* START LISTING *

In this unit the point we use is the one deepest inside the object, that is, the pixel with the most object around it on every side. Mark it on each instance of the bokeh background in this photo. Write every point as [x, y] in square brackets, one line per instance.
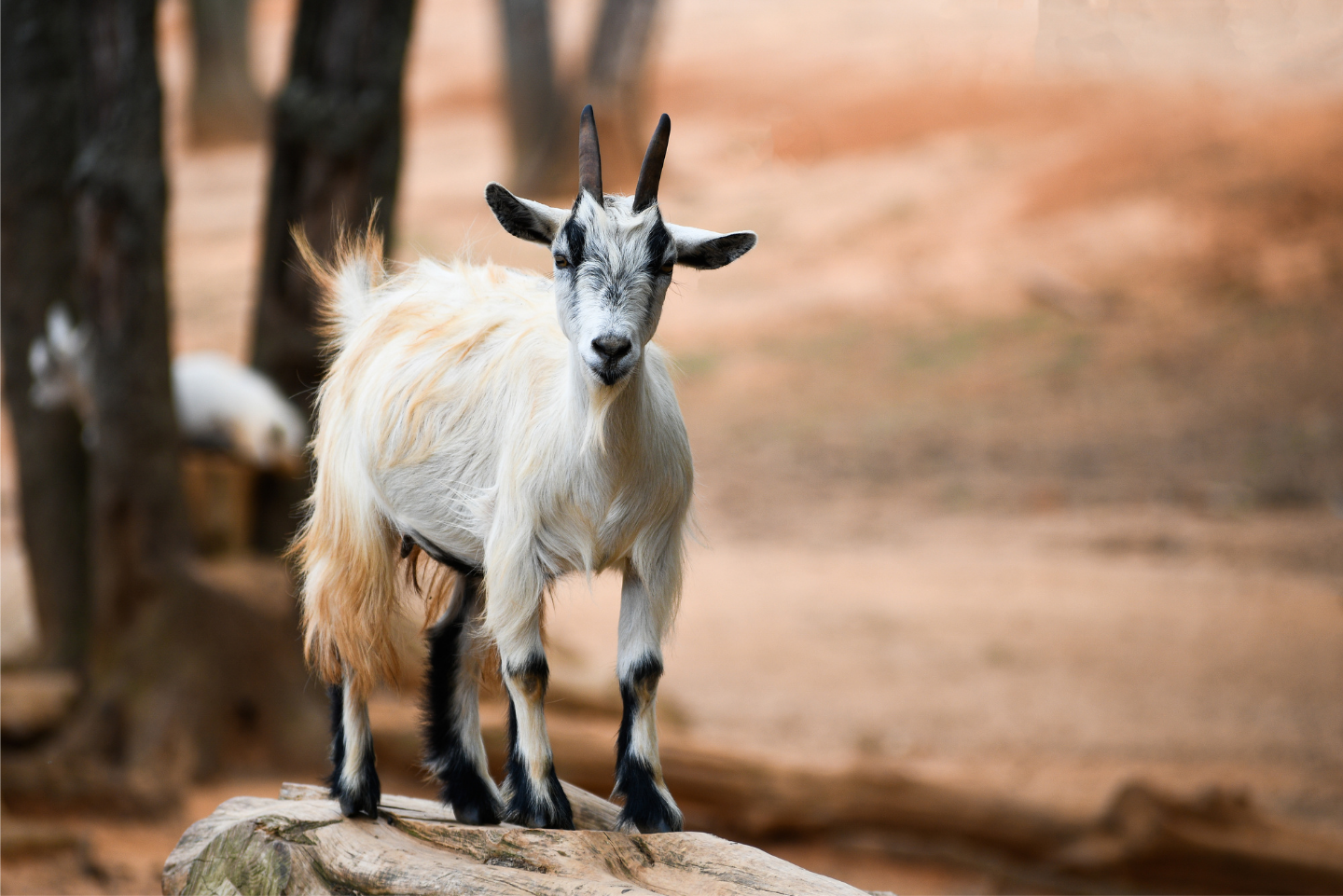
[1018, 438]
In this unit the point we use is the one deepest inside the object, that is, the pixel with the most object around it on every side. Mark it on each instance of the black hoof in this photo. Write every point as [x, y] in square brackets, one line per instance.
[472, 801]
[362, 804]
[656, 819]
[525, 806]
[646, 809]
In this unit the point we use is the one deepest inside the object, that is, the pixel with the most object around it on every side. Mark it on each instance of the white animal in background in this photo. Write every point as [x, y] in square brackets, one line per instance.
[515, 429]
[219, 403]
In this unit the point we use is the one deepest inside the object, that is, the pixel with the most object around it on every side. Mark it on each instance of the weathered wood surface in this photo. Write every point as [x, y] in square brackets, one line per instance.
[301, 844]
[1146, 838]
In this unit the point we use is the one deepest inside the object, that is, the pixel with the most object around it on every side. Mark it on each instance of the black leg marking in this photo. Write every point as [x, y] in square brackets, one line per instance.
[357, 797]
[532, 804]
[646, 806]
[448, 755]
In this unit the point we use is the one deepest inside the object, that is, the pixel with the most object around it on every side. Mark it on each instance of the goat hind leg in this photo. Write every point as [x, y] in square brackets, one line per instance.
[353, 779]
[454, 749]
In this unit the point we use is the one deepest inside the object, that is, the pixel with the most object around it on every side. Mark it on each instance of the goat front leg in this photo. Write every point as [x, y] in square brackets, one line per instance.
[454, 749]
[532, 793]
[638, 768]
[353, 779]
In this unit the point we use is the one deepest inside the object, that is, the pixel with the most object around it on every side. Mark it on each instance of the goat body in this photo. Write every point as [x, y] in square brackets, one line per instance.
[515, 429]
[478, 442]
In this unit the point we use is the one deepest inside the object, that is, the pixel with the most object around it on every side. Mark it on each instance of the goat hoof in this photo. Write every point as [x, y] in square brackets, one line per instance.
[360, 805]
[650, 817]
[530, 810]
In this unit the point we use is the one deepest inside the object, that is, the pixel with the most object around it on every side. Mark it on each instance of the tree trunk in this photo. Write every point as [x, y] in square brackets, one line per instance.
[616, 85]
[543, 109]
[544, 137]
[338, 145]
[38, 140]
[225, 103]
[176, 672]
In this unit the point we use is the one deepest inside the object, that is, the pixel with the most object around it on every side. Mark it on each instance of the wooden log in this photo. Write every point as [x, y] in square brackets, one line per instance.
[301, 844]
[1144, 838]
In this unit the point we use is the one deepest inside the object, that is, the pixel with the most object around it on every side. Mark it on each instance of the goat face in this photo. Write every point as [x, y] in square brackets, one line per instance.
[613, 255]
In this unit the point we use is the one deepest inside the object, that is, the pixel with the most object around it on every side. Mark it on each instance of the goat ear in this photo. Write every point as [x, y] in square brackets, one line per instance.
[522, 218]
[707, 250]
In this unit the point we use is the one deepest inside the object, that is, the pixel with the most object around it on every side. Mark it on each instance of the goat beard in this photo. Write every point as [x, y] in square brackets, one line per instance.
[601, 401]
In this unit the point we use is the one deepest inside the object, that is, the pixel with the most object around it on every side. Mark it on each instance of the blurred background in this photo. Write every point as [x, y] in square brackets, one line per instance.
[1018, 438]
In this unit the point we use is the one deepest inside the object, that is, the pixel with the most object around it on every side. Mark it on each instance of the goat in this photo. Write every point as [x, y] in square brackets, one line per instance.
[219, 403]
[464, 418]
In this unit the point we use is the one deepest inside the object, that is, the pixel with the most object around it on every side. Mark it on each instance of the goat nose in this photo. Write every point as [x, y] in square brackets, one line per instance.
[611, 348]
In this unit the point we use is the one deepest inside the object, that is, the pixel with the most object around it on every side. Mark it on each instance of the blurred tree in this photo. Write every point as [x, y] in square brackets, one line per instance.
[176, 672]
[544, 112]
[338, 149]
[225, 103]
[38, 140]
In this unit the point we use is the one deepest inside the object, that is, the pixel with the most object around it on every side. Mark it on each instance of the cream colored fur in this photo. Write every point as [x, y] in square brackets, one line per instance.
[455, 407]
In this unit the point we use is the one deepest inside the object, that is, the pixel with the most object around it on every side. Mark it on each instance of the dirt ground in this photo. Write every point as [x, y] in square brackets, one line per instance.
[1019, 436]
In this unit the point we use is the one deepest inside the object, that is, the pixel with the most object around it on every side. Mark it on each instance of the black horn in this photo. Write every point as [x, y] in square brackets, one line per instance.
[650, 172]
[589, 156]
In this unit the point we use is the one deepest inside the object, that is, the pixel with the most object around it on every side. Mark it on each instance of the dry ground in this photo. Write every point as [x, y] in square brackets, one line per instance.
[1019, 435]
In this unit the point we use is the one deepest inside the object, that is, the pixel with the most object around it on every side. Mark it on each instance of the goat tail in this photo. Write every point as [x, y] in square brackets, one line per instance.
[347, 554]
[348, 281]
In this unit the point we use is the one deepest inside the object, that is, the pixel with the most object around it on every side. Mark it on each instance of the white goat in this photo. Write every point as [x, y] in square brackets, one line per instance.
[463, 417]
[219, 403]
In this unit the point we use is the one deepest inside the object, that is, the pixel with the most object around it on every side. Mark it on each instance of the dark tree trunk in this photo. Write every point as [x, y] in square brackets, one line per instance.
[540, 130]
[176, 670]
[38, 140]
[338, 146]
[543, 107]
[616, 84]
[225, 103]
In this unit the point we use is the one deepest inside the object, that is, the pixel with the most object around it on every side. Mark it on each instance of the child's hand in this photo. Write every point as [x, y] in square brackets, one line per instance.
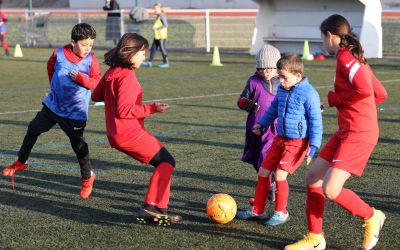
[310, 154]
[73, 74]
[161, 107]
[308, 160]
[257, 129]
[248, 105]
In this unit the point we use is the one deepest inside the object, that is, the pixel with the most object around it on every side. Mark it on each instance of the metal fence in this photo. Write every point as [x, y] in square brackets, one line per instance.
[188, 29]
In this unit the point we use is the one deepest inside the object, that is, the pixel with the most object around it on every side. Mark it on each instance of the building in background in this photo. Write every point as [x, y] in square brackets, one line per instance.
[176, 4]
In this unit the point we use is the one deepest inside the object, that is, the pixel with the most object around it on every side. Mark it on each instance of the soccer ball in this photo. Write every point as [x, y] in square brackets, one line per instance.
[221, 208]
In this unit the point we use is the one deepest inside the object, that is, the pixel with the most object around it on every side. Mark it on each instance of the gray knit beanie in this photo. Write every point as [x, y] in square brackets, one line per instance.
[267, 57]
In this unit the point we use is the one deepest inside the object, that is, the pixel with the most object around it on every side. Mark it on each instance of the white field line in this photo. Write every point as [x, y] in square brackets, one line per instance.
[177, 98]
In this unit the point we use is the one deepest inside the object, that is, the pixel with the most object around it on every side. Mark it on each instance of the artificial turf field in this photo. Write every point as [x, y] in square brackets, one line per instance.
[204, 130]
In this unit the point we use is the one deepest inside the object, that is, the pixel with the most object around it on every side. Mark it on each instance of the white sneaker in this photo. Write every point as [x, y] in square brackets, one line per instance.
[278, 218]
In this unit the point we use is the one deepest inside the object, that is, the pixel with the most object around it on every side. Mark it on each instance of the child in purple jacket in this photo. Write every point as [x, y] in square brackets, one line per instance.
[256, 98]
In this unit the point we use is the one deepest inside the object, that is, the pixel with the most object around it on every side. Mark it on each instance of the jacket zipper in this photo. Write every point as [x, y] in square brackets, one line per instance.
[286, 108]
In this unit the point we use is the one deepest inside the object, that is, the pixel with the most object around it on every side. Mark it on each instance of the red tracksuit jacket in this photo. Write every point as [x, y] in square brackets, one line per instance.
[357, 92]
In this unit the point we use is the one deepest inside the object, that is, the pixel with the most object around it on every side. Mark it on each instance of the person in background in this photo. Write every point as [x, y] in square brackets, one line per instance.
[255, 99]
[160, 28]
[297, 108]
[113, 22]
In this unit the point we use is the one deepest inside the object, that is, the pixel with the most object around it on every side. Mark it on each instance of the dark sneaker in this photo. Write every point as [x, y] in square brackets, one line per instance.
[146, 216]
[17, 166]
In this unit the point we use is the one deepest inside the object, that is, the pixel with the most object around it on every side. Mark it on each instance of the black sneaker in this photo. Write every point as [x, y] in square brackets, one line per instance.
[174, 217]
[147, 216]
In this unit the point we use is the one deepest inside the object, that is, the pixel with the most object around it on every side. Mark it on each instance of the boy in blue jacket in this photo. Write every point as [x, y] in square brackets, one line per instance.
[297, 107]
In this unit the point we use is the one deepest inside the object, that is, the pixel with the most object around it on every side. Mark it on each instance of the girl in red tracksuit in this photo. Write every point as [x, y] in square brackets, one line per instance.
[125, 114]
[356, 93]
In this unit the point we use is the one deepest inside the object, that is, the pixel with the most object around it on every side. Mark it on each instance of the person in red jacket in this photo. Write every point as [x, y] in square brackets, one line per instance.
[125, 113]
[356, 93]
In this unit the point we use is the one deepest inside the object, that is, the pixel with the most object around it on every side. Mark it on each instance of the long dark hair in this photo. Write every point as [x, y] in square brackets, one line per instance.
[127, 47]
[338, 25]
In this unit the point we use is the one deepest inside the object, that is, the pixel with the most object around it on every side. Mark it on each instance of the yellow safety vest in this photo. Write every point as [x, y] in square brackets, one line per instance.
[160, 33]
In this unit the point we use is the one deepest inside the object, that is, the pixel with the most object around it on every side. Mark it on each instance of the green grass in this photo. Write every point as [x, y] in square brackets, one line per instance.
[205, 135]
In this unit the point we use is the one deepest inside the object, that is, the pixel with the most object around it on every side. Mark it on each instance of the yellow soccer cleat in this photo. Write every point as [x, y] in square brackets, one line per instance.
[372, 228]
[310, 241]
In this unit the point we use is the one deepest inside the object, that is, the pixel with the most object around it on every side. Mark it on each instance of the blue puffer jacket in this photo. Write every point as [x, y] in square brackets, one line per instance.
[298, 111]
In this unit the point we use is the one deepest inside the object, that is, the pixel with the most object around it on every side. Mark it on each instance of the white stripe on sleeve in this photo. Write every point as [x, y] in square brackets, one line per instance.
[353, 71]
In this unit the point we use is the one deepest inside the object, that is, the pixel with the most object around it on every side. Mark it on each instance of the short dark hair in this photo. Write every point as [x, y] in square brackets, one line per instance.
[82, 31]
[291, 63]
[339, 26]
[127, 47]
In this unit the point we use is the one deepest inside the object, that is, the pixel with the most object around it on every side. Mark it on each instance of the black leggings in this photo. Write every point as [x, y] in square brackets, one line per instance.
[43, 122]
[155, 46]
[162, 156]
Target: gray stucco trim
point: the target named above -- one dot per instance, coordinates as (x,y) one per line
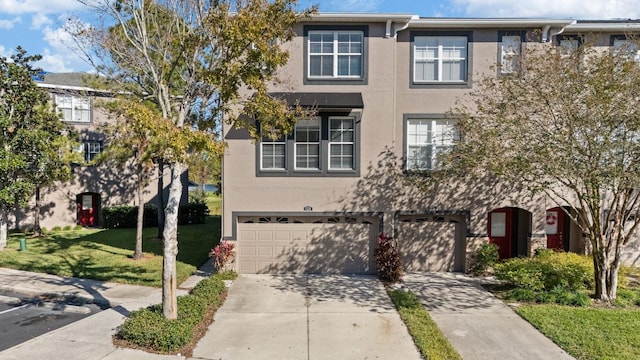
(235,215)
(443,85)
(324,170)
(337,81)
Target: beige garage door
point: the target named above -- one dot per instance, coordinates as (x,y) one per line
(307,246)
(430,246)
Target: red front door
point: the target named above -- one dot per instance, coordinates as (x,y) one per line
(555,228)
(500,231)
(86,210)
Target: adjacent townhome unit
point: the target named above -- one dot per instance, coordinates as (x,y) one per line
(316,200)
(93,187)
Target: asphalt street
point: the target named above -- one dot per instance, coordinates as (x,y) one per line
(24,319)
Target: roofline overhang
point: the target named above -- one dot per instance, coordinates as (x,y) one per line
(476,23)
(602,27)
(362,17)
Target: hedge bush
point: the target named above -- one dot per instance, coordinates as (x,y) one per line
(149,329)
(548,277)
(127,216)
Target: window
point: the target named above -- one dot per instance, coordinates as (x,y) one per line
(622,45)
(273,153)
(335,54)
(568,44)
(425,139)
(91,150)
(73,108)
(326,145)
(341,143)
(510,51)
(307,147)
(440,59)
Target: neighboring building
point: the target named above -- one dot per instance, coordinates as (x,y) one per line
(316,200)
(80,201)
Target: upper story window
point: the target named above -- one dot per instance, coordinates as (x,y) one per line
(73,108)
(307,144)
(326,145)
(510,52)
(425,138)
(622,45)
(568,44)
(335,54)
(440,59)
(273,154)
(90,149)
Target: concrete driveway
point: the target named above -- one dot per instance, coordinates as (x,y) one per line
(307,317)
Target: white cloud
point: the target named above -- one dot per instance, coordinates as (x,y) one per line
(9,24)
(39,20)
(54,62)
(579,9)
(38,6)
(353,5)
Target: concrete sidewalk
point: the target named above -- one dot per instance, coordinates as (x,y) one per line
(307,317)
(91,337)
(478,325)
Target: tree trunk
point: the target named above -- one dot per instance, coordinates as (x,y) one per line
(160,197)
(137,254)
(170,236)
(37,230)
(3,230)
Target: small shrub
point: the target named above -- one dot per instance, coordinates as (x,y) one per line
(388,259)
(486,257)
(223,255)
(148,328)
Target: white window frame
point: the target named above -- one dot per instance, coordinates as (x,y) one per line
(510,53)
(426,138)
(91,149)
(421,46)
(335,53)
(619,44)
(309,126)
(341,142)
(273,144)
(73,108)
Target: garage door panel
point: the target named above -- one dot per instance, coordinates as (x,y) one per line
(306,248)
(427,246)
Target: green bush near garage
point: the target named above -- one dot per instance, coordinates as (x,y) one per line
(149,329)
(548,277)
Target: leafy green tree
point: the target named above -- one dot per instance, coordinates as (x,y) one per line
(194,60)
(137,137)
(35,145)
(567,125)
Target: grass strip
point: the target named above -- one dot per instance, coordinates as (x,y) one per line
(588,333)
(429,339)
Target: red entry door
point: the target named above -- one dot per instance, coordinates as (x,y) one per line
(86,210)
(555,228)
(500,231)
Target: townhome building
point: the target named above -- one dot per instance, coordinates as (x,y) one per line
(80,201)
(381,85)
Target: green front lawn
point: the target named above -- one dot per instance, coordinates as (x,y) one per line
(105,255)
(588,333)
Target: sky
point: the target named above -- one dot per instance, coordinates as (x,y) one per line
(37,25)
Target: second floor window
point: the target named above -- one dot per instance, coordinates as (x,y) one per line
(626,47)
(440,59)
(510,51)
(425,139)
(91,149)
(73,108)
(335,54)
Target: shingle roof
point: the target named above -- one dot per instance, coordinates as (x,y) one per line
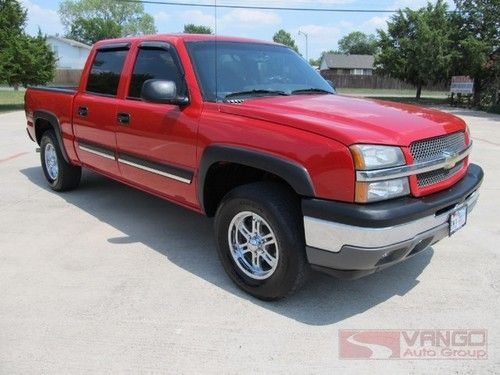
(71,42)
(348,61)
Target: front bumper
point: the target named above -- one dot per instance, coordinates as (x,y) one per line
(352,240)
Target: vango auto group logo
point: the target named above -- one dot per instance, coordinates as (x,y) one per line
(413,344)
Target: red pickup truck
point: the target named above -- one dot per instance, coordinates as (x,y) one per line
(296,176)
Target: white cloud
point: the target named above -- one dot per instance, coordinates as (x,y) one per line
(44,18)
(199,18)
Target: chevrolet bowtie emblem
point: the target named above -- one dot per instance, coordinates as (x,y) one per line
(451,159)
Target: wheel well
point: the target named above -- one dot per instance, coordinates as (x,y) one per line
(41,126)
(224,176)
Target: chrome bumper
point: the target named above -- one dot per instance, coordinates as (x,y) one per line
(332,236)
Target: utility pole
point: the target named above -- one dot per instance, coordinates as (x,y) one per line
(306,35)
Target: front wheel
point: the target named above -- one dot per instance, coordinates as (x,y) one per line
(261,240)
(60,175)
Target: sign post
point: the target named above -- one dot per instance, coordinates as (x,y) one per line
(461,85)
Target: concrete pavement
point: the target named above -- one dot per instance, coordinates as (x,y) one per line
(108,279)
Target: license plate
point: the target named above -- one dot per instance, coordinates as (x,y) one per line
(458,219)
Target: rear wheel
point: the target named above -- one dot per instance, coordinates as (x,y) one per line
(260,240)
(60,175)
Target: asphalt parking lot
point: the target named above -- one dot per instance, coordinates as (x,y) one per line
(108,279)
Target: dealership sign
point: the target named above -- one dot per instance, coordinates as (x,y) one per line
(413,344)
(462,85)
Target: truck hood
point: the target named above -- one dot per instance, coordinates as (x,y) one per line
(348,119)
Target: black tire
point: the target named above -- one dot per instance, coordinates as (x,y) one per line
(68,175)
(280,208)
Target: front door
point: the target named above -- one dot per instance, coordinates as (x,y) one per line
(156,143)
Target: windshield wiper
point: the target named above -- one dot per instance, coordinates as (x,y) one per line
(311,90)
(255,92)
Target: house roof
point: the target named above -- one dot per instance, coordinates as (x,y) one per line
(71,42)
(334,61)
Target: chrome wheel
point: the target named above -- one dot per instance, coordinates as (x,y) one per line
(51,161)
(253,245)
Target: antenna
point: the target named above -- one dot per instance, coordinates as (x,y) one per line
(215,55)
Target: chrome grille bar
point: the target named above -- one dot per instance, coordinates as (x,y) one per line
(445,162)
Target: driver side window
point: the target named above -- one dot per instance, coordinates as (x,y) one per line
(154,63)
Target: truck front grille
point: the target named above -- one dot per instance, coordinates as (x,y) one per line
(433,177)
(434,148)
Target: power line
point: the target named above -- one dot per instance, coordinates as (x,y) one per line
(259,7)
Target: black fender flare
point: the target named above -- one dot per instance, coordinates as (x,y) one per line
(293,173)
(54,122)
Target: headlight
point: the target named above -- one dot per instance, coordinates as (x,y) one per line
(381,190)
(368,157)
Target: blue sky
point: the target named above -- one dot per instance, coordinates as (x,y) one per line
(324,29)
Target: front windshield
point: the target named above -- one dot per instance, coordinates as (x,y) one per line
(252,69)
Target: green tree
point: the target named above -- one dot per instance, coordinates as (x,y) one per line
(284,37)
(417,47)
(107,16)
(91,30)
(358,43)
(317,62)
(24,60)
(477,42)
(191,28)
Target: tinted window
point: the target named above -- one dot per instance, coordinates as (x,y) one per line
(251,66)
(105,72)
(154,64)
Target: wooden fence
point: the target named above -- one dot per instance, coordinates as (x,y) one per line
(374,82)
(70,77)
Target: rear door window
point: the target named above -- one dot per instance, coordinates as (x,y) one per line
(105,72)
(155,63)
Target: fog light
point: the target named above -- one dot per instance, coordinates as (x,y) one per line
(381,190)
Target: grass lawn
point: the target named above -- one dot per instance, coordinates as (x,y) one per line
(11,100)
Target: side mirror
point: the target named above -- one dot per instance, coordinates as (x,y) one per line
(161,91)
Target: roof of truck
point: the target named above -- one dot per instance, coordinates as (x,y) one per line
(184,37)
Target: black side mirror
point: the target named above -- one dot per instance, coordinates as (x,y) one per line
(162,91)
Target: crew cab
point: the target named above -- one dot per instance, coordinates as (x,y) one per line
(297,176)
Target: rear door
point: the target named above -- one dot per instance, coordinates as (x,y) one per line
(94,117)
(156,143)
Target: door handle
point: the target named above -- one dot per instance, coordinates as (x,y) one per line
(83,111)
(123,118)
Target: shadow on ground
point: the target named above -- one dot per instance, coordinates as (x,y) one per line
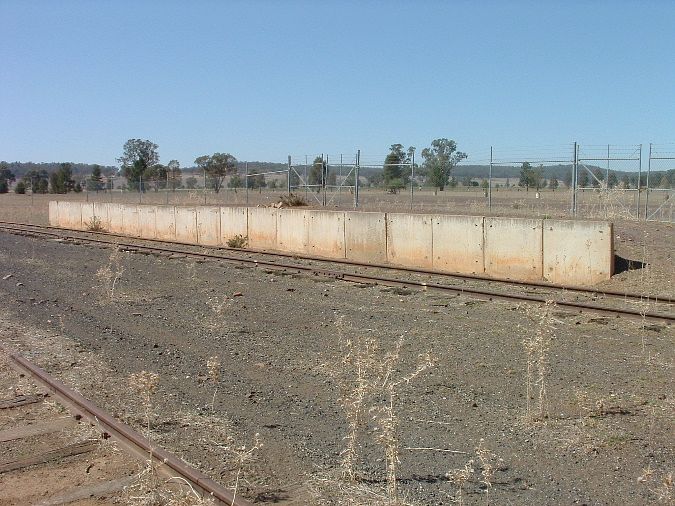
(624,264)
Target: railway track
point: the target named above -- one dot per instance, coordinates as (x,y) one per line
(47,450)
(645,307)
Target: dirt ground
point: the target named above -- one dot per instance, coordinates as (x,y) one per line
(301,358)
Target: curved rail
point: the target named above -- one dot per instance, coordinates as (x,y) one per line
(365,278)
(125,435)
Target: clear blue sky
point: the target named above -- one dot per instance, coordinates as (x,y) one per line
(264,79)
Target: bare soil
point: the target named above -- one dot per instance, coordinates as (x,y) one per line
(284,343)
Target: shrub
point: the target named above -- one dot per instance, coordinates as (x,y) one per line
(292,200)
(20,188)
(238,241)
(95,225)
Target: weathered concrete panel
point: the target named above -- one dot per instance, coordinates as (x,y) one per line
(131,221)
(116,218)
(326,233)
(578,252)
(208,226)
(53,213)
(410,240)
(292,230)
(186,224)
(70,215)
(165,223)
(513,248)
(262,227)
(458,244)
(146,220)
(233,222)
(101,212)
(366,237)
(87,210)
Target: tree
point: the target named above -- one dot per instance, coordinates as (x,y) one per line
(315,177)
(257,181)
(235,182)
(599,177)
(526,175)
(394,174)
(62,181)
(95,181)
(216,167)
(156,176)
(665,182)
(439,160)
(6,177)
(625,182)
(174,175)
(37,181)
(139,157)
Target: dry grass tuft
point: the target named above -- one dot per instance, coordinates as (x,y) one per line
(537,345)
(238,241)
(213,368)
(292,200)
(109,274)
(370,386)
(95,225)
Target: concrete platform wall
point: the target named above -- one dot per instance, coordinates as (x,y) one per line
(54,213)
(165,223)
(186,224)
(292,229)
(458,244)
(233,222)
(208,226)
(131,223)
(577,252)
(101,212)
(410,240)
(146,222)
(116,218)
(262,228)
(513,248)
(560,251)
(366,237)
(326,234)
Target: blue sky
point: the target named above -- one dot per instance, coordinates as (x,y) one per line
(265,79)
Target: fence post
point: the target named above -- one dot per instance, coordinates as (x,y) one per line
(639,184)
(356,179)
(412,180)
(246,181)
(574,180)
(289,174)
(649,170)
(490,183)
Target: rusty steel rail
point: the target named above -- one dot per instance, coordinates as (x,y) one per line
(129,438)
(381,280)
(412,270)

* END LISTING *

• INSTRUCTIONS FOR THE TASK
Write the lines out verbatim, from the one with "Target: clear blue sky" through the last line of the entries, and stop there.

• WRITTEN ANSWER
Target: clear blue sky
point: the target named above -- one dot per instance, coordinates as (x,y) one per line
(264,79)
Target: bare soil
point: the target named above -- one dot per instance, coordinates as (x,y) one per line
(284,343)
Target: shrub
point: the target named above -- one dot per instance, coordinates as (x,y) one per line
(292,200)
(20,188)
(238,241)
(95,225)
Target: weathered concrete panel
point: the target named above -- one dot per instance, coordinates as (x,y) one per line
(131,221)
(116,218)
(326,233)
(578,252)
(208,226)
(53,213)
(410,240)
(292,230)
(186,224)
(70,215)
(165,223)
(513,248)
(262,227)
(458,244)
(146,220)
(233,222)
(101,212)
(366,237)
(87,210)
Target: tree
point: the target named above -- one dot per instance, coordinates as (x,y) one per line
(315,177)
(257,181)
(235,182)
(599,177)
(526,175)
(394,174)
(62,181)
(95,181)
(216,167)
(156,176)
(665,182)
(439,160)
(6,177)
(625,182)
(174,175)
(37,181)
(139,157)
Target: dry grass tuft
point: the target named above -- one dot per instance, coordinates as (x,y) one per line
(537,345)
(238,241)
(213,368)
(292,200)
(109,274)
(370,386)
(95,225)
Target: concrete platform wall
point: the target named above -- one dot per instance, coordinates as (x,y) one per line
(54,213)
(165,223)
(186,224)
(292,229)
(458,244)
(233,222)
(208,226)
(131,223)
(577,252)
(101,212)
(410,240)
(146,222)
(116,218)
(262,228)
(513,248)
(560,251)
(366,237)
(326,234)
Target: blue sky
point: the target named above -- one dot per instance, coordinates as (x,y) one per line
(265,79)
Target: fence post
point: the target named above -- one dot per instance, coordinates as (x,y) one per line
(639,184)
(356,179)
(412,180)
(246,181)
(574,180)
(289,174)
(649,170)
(490,183)
Target: rusty steel rail
point: the target named above -- one dot per instance, coordinates as (x,y) one per line
(129,438)
(381,280)
(412,270)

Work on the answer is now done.